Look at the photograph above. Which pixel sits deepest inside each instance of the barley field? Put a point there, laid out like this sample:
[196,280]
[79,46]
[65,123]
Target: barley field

▶ _YOUR OBJECTIVE_
Among the records, find every line with the word "barley" and copy it.

▶ _WRITTEN SOLUTION_
Look at the photograph above. Which pixel sits deepest inside each instance of the barley field? Put a point there, laid out like this sample:
Target: barley field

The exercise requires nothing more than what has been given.